Task instructions: Word for word, transcribe the lines below and drop the pictures.

Dataset entries
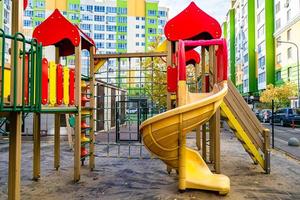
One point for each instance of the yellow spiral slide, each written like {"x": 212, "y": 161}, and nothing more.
{"x": 162, "y": 134}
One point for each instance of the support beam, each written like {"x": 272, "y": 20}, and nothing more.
{"x": 36, "y": 146}
{"x": 203, "y": 88}
{"x": 92, "y": 105}
{"x": 77, "y": 143}
{"x": 14, "y": 165}
{"x": 57, "y": 125}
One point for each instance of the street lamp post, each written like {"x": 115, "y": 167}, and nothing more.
{"x": 297, "y": 49}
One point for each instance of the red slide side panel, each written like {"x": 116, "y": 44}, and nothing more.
{"x": 72, "y": 87}
{"x": 26, "y": 76}
{"x": 44, "y": 81}
{"x": 172, "y": 79}
{"x": 59, "y": 84}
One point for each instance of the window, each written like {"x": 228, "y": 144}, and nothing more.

Answer to the problem:
One point for each instance of the yellow spiral slide, each written like {"x": 212, "y": 161}, and nothing more.
{"x": 162, "y": 134}
One point for each instance of the support beam, each written like {"x": 272, "y": 20}, and nothing more.
{"x": 36, "y": 146}
{"x": 203, "y": 88}
{"x": 92, "y": 105}
{"x": 77, "y": 143}
{"x": 14, "y": 165}
{"x": 57, "y": 125}
One point for each instance of the street lamp post, each written like {"x": 115, "y": 167}, and nothing more.
{"x": 297, "y": 49}
One point for each instance of the red slide side panel, each written like {"x": 116, "y": 44}, and nothing more.
{"x": 72, "y": 87}
{"x": 26, "y": 76}
{"x": 44, "y": 81}
{"x": 172, "y": 79}
{"x": 59, "y": 84}
One point for each instance of the window, each written like {"x": 228, "y": 144}, and nothing more.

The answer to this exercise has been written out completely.